Entries from a point annotation set:
──────────
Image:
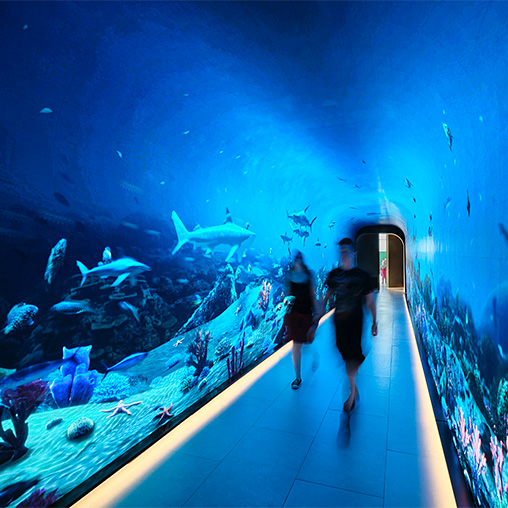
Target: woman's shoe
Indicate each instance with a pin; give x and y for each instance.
(349, 407)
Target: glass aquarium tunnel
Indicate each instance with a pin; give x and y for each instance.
(162, 162)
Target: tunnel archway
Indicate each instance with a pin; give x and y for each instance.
(367, 244)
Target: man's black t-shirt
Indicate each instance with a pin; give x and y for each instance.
(348, 287)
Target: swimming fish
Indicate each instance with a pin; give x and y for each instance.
(55, 261)
(72, 307)
(448, 134)
(19, 317)
(229, 219)
(129, 225)
(122, 269)
(301, 219)
(130, 308)
(211, 237)
(286, 239)
(126, 363)
(106, 256)
(61, 199)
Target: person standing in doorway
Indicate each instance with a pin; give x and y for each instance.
(348, 288)
(383, 272)
(299, 320)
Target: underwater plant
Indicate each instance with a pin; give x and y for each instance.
(13, 445)
(223, 348)
(235, 364)
(264, 296)
(496, 449)
(197, 352)
(478, 462)
(188, 382)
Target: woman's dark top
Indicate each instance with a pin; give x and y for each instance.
(302, 291)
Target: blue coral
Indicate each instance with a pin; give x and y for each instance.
(173, 360)
(111, 388)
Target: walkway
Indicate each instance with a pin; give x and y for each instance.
(277, 447)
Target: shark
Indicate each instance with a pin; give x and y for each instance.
(301, 219)
(123, 268)
(211, 237)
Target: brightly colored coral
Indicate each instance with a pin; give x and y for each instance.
(264, 296)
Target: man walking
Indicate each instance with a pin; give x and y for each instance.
(348, 286)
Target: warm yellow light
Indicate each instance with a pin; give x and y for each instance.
(118, 485)
(436, 471)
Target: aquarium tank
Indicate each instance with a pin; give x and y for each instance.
(161, 163)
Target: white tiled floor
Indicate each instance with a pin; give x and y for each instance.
(277, 447)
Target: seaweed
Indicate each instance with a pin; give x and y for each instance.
(13, 445)
(235, 365)
(197, 352)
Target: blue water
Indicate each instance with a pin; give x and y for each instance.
(116, 114)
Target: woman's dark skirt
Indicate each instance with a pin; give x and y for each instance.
(296, 327)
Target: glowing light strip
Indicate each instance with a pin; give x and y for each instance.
(435, 471)
(121, 483)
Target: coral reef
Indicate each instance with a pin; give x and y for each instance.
(173, 360)
(235, 363)
(113, 387)
(13, 445)
(81, 427)
(223, 348)
(164, 414)
(74, 384)
(54, 423)
(32, 394)
(197, 352)
(264, 296)
(218, 300)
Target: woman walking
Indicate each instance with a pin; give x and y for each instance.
(300, 319)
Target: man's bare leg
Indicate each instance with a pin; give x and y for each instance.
(352, 367)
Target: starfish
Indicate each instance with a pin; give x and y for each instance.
(120, 408)
(164, 413)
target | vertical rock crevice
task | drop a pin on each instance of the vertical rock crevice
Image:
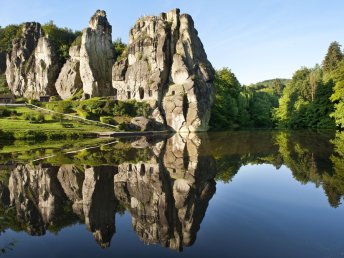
(166, 58)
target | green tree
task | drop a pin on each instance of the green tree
(225, 110)
(333, 57)
(337, 98)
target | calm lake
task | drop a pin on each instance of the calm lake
(231, 194)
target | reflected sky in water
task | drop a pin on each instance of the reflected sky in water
(233, 194)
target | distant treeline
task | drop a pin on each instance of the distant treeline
(313, 98)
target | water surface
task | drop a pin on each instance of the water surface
(232, 194)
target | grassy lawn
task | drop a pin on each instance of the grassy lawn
(17, 121)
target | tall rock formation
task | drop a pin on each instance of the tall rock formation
(69, 80)
(2, 62)
(32, 65)
(96, 57)
(168, 67)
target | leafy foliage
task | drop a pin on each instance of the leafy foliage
(333, 57)
(240, 106)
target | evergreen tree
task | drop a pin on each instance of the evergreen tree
(333, 57)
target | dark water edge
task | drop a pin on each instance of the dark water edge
(222, 194)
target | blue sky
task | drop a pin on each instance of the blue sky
(257, 39)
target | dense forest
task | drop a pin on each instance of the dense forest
(313, 98)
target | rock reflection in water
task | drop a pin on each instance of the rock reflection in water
(167, 193)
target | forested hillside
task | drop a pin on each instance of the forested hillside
(313, 98)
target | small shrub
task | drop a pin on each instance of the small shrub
(84, 114)
(108, 120)
(40, 118)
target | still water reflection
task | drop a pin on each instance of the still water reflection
(278, 194)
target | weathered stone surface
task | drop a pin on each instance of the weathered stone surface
(32, 65)
(167, 67)
(96, 57)
(69, 80)
(2, 62)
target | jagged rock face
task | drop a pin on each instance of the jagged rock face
(32, 65)
(167, 67)
(2, 62)
(69, 80)
(96, 57)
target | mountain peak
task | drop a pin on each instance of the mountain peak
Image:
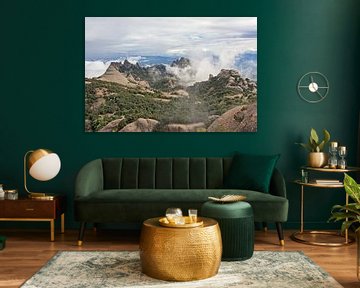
(181, 63)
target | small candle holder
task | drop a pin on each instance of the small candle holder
(333, 149)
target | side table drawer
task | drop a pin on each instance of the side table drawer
(28, 209)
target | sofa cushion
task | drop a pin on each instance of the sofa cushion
(251, 172)
(266, 207)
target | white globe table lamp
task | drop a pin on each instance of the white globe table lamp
(43, 165)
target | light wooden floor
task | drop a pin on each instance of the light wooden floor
(28, 250)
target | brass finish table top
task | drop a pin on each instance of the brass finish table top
(154, 222)
(180, 254)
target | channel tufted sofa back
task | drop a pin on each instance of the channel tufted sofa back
(164, 173)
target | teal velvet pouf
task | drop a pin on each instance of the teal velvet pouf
(236, 221)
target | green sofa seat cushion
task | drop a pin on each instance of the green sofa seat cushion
(251, 172)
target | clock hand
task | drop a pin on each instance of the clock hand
(319, 94)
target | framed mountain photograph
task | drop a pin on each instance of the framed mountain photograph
(170, 74)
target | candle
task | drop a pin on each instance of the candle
(342, 149)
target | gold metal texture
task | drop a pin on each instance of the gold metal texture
(180, 254)
(188, 224)
(36, 155)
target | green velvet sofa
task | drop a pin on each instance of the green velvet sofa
(130, 190)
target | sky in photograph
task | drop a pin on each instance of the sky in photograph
(197, 38)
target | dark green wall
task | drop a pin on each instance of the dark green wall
(42, 83)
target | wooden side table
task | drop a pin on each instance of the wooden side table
(27, 209)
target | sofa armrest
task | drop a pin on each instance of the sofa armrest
(277, 184)
(89, 179)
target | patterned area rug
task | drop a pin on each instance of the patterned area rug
(122, 269)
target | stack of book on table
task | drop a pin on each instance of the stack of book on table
(327, 181)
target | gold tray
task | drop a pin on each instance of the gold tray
(164, 222)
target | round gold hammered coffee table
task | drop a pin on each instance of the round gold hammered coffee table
(180, 254)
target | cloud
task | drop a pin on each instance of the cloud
(95, 68)
(127, 36)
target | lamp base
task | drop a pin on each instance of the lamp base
(41, 196)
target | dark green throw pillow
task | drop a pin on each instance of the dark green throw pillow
(251, 172)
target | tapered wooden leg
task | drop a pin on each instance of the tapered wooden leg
(81, 233)
(280, 233)
(265, 226)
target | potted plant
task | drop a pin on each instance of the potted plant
(317, 157)
(350, 213)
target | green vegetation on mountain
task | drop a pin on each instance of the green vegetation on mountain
(161, 100)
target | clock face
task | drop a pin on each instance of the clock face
(313, 87)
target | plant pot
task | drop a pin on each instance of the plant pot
(317, 159)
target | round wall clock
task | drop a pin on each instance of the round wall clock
(313, 87)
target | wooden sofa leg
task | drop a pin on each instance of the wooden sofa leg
(81, 233)
(265, 226)
(280, 233)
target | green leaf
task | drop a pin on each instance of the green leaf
(352, 188)
(314, 135)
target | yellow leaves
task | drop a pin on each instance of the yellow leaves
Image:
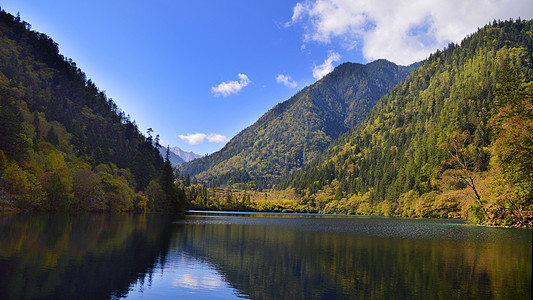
──────────
Return every line of the records above verbatim, leaving out the pictures.

Image:
Target: woman's shoe
Indicate each instance with a pin; give x and y for each instance.
(349, 407)
Target: glass aquarium tunnel
Indicate each instance with a pin; give x and y for each instance.
(162, 162)
Target: tunnel archway
Indicate each instance with a pin; give x and y for each instance.
(367, 244)
Target: man's black t-shirt
Indicate each instance with a pin; give x and y for each instance.
(348, 287)
Target: swimming fish
Indicate each instance with a pin; give x and y for each instance.
(55, 261)
(72, 307)
(448, 134)
(19, 317)
(229, 219)
(129, 225)
(122, 269)
(301, 219)
(130, 308)
(211, 237)
(286, 239)
(126, 363)
(106, 256)
(61, 199)
Target: person standing in doorway
Indicate each instance with a pin; give x and y for each instance.
(348, 288)
(383, 272)
(299, 320)
Target: underwater plant
Indicate each instance with a pin; give x and y for each instance.
(13, 445)
(223, 348)
(235, 364)
(264, 296)
(496, 449)
(197, 352)
(478, 462)
(188, 382)
Target: woman's dark top
Indicate each instance with a pin; give x and y for each instance.
(302, 291)
Target: blue coral
Indicate each instance with a pin; give x and y for each instance.
(173, 360)
(111, 388)
Target: walkway
Indicate each instance with a pin; give x and y for each instance.
(277, 447)
Target: shark
Indicate each instance with a pin; give x and y for each instance.
(301, 219)
(123, 268)
(211, 237)
Target: brightly colored coral
Indicate each instance with a pin; give x and y for each instance.
(264, 296)
Target: man walking
Indicate each instance with a pin; give x and y for each instance.
(348, 286)
Target: warm yellow light
Indicate each instance with a pin; give x and y for each instance.
(118, 485)
(436, 471)
Target: aquarium tank
Indicate each instance with a pin; give x and y for each instance.
(161, 163)
Target: white tiled floor
Indicate each instance with a pin; give x and y for each instance.
(277, 447)
Target: seaweed
Indicate each instance with a pin; give x and y for each instance.
(13, 445)
(235, 365)
(197, 352)
Target: blue water
Indicate each instance with a pin; give x and y for each instance.
(116, 114)
Target: woman's dark skirt
Indicate each instance with a pin; give x and y for each instance.
(296, 327)
Target: glowing light strip
Indicate each instance with a pin; give x and y for each instance.
(435, 471)
(121, 483)
Target: coral reef
Indicate each instance with a pin; give x and y for each instance.
(173, 360)
(235, 363)
(113, 387)
(13, 445)
(81, 427)
(223, 348)
(164, 414)
(74, 384)
(54, 423)
(32, 394)
(197, 352)
(264, 296)
(218, 300)
Target: woman walking
Indicate each instance with a pin; give x and y for each instance.
(300, 319)
Target: man's bare leg
Indicate each instance with a pin; give x and y for each instance.
(352, 367)
Target: starfish
Indicate each instance with a pin; give x and y for each instance.
(120, 408)
(164, 413)
target | vertical rock crevice
task | drop a pin on each instance of the vertical rock crevice
Image:
(166, 58)
target | green tree
task | drop a pin on each instance of the green tree
(225, 110)
(333, 57)
(337, 98)
target | calm lake
task | drop a pin on each instance of the calm lake
(231, 194)
target | reflected sky in water
task | drop a pin on each instance of the reflected sky in water
(233, 194)
target | distant treeline
task | drop a pin on each instance of the distant treeline
(313, 98)
target | water surface
task | drop a pin on each instance of the water surface
(232, 194)
target | grassy lawn
task | drop a pin on each instance of the grassy lawn
(17, 121)
target | tall rock formation
task | drop a pin on each instance of the tall rock formation
(69, 80)
(2, 62)
(32, 65)
(96, 57)
(168, 67)
target | leafy foliage
task | drop a pin on each instance of the leafy foliage
(333, 57)
(240, 106)
target | evergreen tree
task | drop a pin on each instance of the evergreen tree
(333, 57)
target | dark water edge
task | drop a pin on each instance of the dark water edge
(222, 194)
target | blue sky
task | drop a pin on each instance of the blue sky
(257, 39)
target | dense forest
task | drop a pin on each instance of the dense forest
(313, 98)
target | rock reflection in water
task | drop a pin on each instance of the rock reflection in water
(167, 193)
target | forested hillside
task | drop a pin on each instance of the forested hillside
(313, 98)
target | small shrub
task | drop a pin on each instance of the small shrub
(84, 114)
(108, 120)
(40, 118)
target | still water reflection
task | drop a pin on each instance of the still water reflection
(278, 194)
target | weathered stone surface
task | drop a pin on each instance of the weathered stone surface
(32, 65)
(167, 67)
(96, 57)
(69, 80)
(2, 62)
target | jagged rock face
task | drop a pin on each instance of the jagged rock face
(32, 65)
(167, 67)
(2, 62)
(69, 80)
(96, 57)
target | mountain peak
task | drop a pin on each instance of the mountain peak
Image:
(181, 63)
target | small candle holder
task | drop a pin on each instance of the small candle holder
(333, 149)
target | side table drawer
task | drop a pin on each instance of the side table drawer
(28, 209)
target | sofa cushion
task | drop a pin on each instance of the sofa cushion
(251, 172)
(266, 207)
target | white globe table lamp
task | drop a pin on each instance of the white globe table lamp
(43, 165)
target | light wooden floor
task | drop a pin on each instance of the light wooden floor
(28, 250)
target | brass finish table top
task | drop a pin on each instance of the brass finish table top
(154, 222)
(180, 254)
target | channel tufted sofa back
task | drop a pin on each instance of the channel tufted sofa back
(164, 173)
target | teal velvet pouf
task | drop a pin on each instance of the teal velvet pouf
(236, 221)
target | green sofa seat cushion
task | drop a pin on each instance of the green sofa seat cushion
(251, 172)
target | clock hand
task | drop a pin on each instance of the clock hand
(319, 94)
target | framed mountain photograph
task | drop a pin on each instance of the framed mountain photograph
(170, 74)
target | candle
task | drop a pin on each instance of the candle
(342, 149)
target | gold metal texture
task | drop a pin on each instance of the gold metal texture
(180, 254)
(188, 224)
(36, 155)
target | green velvet sofa
task | drop a pin on each instance of the green velvet sofa
(130, 190)
target | sky in photograph
task | drop a pin on each instance of the sky in photograph
(197, 38)
target | dark green wall
task | drop a pin on each instance of the dark green wall
(42, 83)
target | wooden side table
task | drop a pin on each instance of the wooden side table
(27, 209)
target | sofa armrest
task | drop a pin on each instance of the sofa armrest
(277, 184)
(89, 179)
target | patterned area rug
task | drop a pin on each instance of the patterned area rug
(122, 269)
target | stack of book on table
task | drop a pin on each instance of the stack of book on table
(327, 181)
target | gold tray
task | drop a pin on each instance of the gold tray
(164, 222)
target | round gold hammered coffee table
task | drop a pin on each instance of the round gold hammered coffee table
(180, 254)
target | cloud
task | drop a pin on each instance of the cloud
(95, 68)
(127, 36)
target | lamp base
task | drop a pin on each instance of the lamp base
(41, 196)
target | dark green throw pillow
task | drop a pin on each instance of the dark green throw pillow
(251, 172)
target | tapered wooden leg
task | drop a pin on each instance of the tapered wooden leg
(81, 233)
(280, 233)
(265, 226)
target | potted plant
task | drop a pin on each instance of the potted plant
(317, 157)
(350, 213)
target | green vegetation on mountain
task | drop a pin on each instance of the green vegetation on mountain
(161, 100)
target | clock face
task | drop a pin on each instance of the clock face
(313, 87)
target | plant pot
task | drop a pin on each instance of the plant pot
(317, 159)
target | round wall clock
task | drop a pin on each instance of the round wall clock
(313, 87)
target | wooden sofa leg
task | drop a pin on each instance of the wooden sofa leg
(81, 233)
(265, 226)
(280, 233)
target | green leaf
task | drop a pin on each instance of the green leaf
(352, 188)
(314, 135)
target | yellow leaves
task | drop a pin on each instance of the yellow leaves
Image:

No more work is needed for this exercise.